** start Data for the task **
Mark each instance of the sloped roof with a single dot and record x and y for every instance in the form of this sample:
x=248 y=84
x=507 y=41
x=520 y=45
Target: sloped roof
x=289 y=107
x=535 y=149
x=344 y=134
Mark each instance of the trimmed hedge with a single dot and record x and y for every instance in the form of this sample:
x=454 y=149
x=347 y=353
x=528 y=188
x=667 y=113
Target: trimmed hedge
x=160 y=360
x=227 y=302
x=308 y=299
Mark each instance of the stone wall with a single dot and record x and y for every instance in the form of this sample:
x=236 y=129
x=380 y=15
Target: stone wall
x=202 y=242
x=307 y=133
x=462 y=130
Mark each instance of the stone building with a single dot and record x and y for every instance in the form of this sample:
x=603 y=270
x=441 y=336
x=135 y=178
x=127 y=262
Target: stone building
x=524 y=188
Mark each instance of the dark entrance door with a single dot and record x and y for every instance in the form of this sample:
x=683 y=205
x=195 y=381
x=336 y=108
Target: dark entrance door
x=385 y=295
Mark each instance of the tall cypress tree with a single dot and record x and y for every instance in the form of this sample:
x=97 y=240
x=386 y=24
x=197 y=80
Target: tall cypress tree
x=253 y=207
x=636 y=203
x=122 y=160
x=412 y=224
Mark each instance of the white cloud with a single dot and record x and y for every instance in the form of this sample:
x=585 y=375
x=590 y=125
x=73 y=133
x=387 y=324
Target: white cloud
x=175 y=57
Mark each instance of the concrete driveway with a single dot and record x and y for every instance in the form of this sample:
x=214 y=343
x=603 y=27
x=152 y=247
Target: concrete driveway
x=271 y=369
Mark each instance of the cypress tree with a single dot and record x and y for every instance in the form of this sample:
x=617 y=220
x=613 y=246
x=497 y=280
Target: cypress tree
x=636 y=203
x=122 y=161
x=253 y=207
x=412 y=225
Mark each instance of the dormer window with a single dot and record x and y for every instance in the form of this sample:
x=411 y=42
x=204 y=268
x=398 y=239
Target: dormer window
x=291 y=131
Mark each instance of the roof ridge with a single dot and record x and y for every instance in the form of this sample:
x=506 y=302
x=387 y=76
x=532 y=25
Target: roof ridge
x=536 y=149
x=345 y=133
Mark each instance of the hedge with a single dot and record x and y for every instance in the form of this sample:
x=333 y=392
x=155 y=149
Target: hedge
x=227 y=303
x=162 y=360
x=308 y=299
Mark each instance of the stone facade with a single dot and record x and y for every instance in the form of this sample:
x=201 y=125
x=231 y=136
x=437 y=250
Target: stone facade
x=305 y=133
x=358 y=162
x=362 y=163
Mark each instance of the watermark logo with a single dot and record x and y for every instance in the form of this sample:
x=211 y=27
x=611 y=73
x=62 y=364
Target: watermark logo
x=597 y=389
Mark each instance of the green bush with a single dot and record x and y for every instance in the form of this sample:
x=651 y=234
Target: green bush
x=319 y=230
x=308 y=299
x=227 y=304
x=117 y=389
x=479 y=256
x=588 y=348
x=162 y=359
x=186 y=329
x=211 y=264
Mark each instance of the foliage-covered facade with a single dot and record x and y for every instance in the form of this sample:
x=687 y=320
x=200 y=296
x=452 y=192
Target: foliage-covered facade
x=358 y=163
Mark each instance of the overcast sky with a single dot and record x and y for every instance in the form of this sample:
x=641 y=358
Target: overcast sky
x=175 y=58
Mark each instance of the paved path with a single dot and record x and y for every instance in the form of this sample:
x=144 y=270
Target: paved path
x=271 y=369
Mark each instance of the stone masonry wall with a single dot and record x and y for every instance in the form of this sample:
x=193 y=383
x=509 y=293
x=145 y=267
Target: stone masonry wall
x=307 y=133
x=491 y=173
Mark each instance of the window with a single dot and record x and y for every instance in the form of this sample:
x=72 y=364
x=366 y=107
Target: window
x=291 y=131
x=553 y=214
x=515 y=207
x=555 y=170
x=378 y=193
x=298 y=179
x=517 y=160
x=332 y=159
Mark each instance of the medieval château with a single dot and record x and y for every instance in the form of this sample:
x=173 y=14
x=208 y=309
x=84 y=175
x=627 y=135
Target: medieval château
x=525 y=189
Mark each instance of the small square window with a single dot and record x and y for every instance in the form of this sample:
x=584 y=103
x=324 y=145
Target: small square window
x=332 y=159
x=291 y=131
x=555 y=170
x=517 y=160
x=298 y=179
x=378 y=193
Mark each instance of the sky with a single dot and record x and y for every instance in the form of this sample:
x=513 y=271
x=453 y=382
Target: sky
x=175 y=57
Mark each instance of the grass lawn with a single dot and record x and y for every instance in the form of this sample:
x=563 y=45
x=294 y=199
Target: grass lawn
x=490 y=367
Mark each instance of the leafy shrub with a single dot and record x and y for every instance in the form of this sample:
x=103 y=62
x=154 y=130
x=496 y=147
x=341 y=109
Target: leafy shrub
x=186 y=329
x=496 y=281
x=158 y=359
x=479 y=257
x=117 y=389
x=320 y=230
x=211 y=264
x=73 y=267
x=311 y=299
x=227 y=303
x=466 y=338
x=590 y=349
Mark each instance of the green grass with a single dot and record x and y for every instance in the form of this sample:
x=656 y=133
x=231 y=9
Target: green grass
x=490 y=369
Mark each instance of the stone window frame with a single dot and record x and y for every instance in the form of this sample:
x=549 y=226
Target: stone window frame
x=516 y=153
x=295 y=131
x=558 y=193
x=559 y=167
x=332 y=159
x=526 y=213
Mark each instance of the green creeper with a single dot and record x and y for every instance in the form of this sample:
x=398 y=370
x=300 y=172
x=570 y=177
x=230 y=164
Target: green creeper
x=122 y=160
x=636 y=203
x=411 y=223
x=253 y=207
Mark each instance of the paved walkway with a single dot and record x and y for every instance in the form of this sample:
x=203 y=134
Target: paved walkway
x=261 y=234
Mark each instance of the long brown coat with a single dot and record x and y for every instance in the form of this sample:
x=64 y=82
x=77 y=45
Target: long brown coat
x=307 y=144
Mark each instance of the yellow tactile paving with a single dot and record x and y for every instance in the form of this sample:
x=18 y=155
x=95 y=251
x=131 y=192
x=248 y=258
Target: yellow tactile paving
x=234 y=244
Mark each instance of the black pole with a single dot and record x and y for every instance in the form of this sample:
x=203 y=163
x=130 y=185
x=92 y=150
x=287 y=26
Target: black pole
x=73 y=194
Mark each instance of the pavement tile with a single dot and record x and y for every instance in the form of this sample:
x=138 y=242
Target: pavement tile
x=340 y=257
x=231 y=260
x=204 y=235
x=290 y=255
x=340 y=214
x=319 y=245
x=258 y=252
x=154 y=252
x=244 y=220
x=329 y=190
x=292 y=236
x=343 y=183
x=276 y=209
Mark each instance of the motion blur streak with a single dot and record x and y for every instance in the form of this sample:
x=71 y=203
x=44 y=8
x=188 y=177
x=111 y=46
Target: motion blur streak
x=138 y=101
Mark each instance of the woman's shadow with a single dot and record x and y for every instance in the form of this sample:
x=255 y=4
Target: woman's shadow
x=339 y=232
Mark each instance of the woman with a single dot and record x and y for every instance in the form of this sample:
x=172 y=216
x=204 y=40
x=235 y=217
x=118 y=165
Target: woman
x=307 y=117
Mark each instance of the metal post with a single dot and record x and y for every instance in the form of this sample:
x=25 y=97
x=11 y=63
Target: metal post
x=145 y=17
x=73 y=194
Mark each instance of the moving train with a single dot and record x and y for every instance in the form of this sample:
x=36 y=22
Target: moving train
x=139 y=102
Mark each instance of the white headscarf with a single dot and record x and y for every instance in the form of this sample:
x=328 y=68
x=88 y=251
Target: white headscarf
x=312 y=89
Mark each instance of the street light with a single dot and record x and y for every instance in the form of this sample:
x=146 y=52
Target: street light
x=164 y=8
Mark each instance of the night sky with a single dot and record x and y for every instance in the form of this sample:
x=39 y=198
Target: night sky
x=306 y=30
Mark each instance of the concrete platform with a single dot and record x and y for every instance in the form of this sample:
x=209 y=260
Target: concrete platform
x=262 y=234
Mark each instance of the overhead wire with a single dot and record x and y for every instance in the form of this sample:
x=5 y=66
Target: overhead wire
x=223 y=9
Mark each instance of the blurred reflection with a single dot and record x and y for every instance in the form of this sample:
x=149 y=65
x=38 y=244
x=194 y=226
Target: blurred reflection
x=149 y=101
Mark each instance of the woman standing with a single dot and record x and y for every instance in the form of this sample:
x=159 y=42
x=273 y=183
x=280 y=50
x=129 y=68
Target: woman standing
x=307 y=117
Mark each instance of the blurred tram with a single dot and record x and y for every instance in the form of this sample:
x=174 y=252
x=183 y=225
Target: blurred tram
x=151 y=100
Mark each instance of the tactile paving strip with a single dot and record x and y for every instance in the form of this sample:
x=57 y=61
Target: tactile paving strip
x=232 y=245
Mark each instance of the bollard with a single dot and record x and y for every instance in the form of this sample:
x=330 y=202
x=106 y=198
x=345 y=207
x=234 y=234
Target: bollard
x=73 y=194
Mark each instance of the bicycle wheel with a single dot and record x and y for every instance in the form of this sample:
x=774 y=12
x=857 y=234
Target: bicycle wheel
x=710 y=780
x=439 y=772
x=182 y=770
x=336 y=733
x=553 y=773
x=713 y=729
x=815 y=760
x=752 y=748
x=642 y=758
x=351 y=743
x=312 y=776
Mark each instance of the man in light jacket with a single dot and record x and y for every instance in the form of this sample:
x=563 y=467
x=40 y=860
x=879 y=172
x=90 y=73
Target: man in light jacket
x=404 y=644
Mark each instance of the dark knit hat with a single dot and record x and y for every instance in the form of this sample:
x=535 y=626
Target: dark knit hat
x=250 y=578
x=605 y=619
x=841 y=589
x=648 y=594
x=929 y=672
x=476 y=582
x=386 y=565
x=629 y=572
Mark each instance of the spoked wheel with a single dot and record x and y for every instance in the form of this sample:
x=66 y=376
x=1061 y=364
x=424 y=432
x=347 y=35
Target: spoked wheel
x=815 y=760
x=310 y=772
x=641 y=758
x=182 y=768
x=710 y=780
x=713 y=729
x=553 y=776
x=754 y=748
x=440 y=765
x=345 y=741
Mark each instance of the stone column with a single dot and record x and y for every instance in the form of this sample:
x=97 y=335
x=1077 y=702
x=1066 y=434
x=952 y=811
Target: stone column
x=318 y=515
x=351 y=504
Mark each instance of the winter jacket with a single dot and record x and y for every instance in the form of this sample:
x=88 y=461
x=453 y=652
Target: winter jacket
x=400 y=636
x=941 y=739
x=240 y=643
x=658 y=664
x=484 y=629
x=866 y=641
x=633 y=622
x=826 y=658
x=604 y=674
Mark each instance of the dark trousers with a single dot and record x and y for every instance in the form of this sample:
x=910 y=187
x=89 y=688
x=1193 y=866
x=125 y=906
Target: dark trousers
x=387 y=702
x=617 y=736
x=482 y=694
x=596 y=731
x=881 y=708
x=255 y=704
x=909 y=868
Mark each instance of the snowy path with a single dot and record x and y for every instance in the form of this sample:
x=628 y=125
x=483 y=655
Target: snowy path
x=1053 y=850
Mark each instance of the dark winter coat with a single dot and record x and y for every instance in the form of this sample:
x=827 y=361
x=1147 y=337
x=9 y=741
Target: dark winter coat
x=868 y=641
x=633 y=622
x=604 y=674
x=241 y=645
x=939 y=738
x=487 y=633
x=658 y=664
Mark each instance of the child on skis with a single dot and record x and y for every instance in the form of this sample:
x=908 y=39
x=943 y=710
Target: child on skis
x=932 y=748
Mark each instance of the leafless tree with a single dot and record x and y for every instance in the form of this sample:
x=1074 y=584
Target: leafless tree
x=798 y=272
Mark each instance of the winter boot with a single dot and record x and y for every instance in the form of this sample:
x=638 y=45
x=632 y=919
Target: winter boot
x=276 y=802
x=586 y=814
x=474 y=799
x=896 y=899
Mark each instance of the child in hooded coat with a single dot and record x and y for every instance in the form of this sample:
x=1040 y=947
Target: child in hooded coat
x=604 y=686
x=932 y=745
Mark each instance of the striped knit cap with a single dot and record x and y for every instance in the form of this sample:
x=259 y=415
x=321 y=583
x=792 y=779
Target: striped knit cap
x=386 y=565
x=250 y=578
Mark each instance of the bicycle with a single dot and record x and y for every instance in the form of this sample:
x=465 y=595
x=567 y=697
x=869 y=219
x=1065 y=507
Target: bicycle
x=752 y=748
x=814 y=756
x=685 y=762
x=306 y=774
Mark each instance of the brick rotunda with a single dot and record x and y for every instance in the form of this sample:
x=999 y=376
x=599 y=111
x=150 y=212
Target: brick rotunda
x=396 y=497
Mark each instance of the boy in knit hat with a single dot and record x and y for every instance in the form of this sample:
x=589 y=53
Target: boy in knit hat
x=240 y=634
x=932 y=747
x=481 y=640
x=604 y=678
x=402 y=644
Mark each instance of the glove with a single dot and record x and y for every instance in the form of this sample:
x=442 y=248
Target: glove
** end Data for the task **
Given exercise => Rewrite everything from the first row down to the row that contains "x=462 y=130", replacing "stone wall" with "brick wall" and leaving everything else unchanged.

Result =>
Mark each instance of the sloped roof with a single dot and record x and y for every instance in the form of this sample:
x=248 y=84
x=507 y=41
x=520 y=45
Target: sloped roof
x=289 y=107
x=535 y=149
x=344 y=134
Mark each instance of the trimmed hedge with a single dot and record x and y for every instance in the form of this sample:
x=454 y=149
x=347 y=353
x=528 y=188
x=667 y=113
Target: trimmed hedge
x=160 y=360
x=227 y=302
x=308 y=299
Mark each instance of the brick wall with a single dot and record x and y for every instance in the form of this sample:
x=236 y=129
x=380 y=15
Target: brick wall
x=202 y=242
x=307 y=133
x=462 y=130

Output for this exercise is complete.